» **Location annotation dataset excerpts**:
__________________________________________________
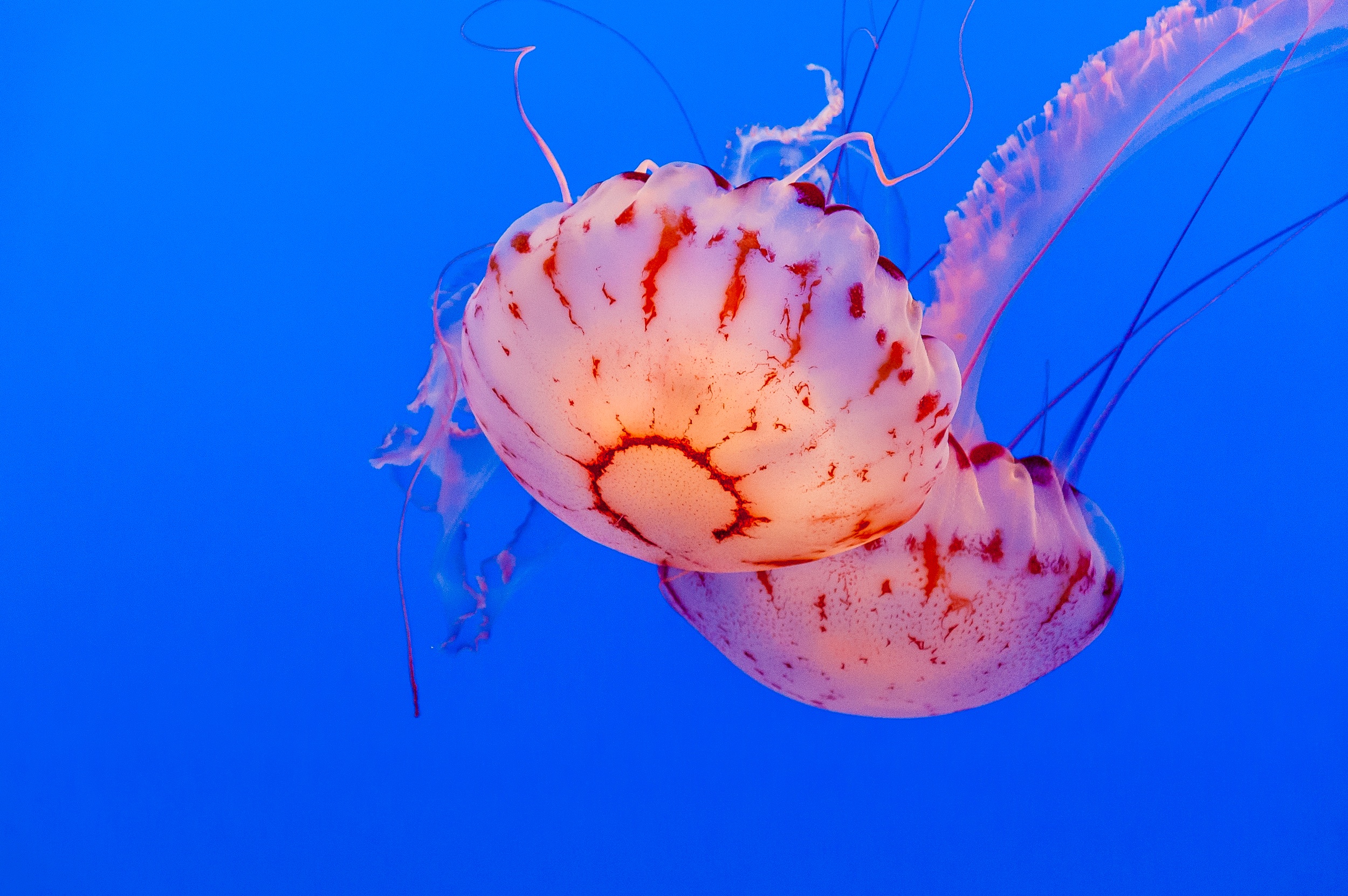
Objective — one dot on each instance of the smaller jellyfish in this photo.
(1005, 574)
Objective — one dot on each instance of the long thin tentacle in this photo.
(1069, 443)
(1311, 219)
(616, 34)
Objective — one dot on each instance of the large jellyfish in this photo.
(727, 379)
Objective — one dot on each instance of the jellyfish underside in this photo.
(955, 590)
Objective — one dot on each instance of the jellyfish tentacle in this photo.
(1069, 441)
(907, 66)
(463, 33)
(1180, 64)
(1074, 468)
(870, 141)
(856, 103)
(1308, 220)
(538, 138)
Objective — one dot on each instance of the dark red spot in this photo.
(809, 195)
(743, 518)
(1111, 593)
(991, 550)
(1040, 469)
(932, 561)
(1111, 580)
(551, 270)
(986, 453)
(890, 366)
(804, 270)
(959, 453)
(891, 268)
(675, 228)
(858, 297)
(746, 246)
(926, 405)
(1077, 574)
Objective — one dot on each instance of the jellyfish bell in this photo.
(1005, 574)
(713, 378)
(1007, 571)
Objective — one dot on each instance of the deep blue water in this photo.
(219, 230)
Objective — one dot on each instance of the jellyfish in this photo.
(1009, 570)
(723, 376)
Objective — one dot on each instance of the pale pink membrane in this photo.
(708, 378)
(1003, 576)
(1182, 63)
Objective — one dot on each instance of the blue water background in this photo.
(219, 230)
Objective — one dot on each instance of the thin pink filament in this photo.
(538, 139)
(870, 141)
(1101, 177)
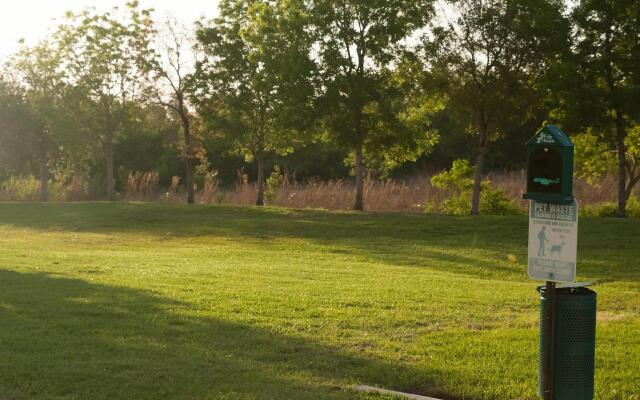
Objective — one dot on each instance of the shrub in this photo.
(19, 188)
(458, 182)
(273, 184)
(610, 208)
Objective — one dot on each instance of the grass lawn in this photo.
(153, 301)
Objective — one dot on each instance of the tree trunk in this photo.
(188, 162)
(44, 180)
(477, 178)
(622, 162)
(260, 160)
(108, 155)
(359, 205)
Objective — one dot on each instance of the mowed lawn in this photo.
(154, 301)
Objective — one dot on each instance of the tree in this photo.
(170, 77)
(497, 52)
(254, 84)
(595, 157)
(38, 70)
(607, 82)
(106, 55)
(357, 41)
(18, 152)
__________________________________________________
Rewrite the material from the line containing "Objective — one dot on each instance of the mowed" through the end, changing "mowed lawn" to "trimmed lawn" and leaving everything else as it is.

Objective — one dot on each instance of the trimmed lawn in this photo.
(154, 301)
Objective — one dot on each instance of the tree in this photo.
(170, 77)
(497, 52)
(254, 84)
(595, 157)
(38, 70)
(607, 82)
(106, 55)
(357, 41)
(18, 152)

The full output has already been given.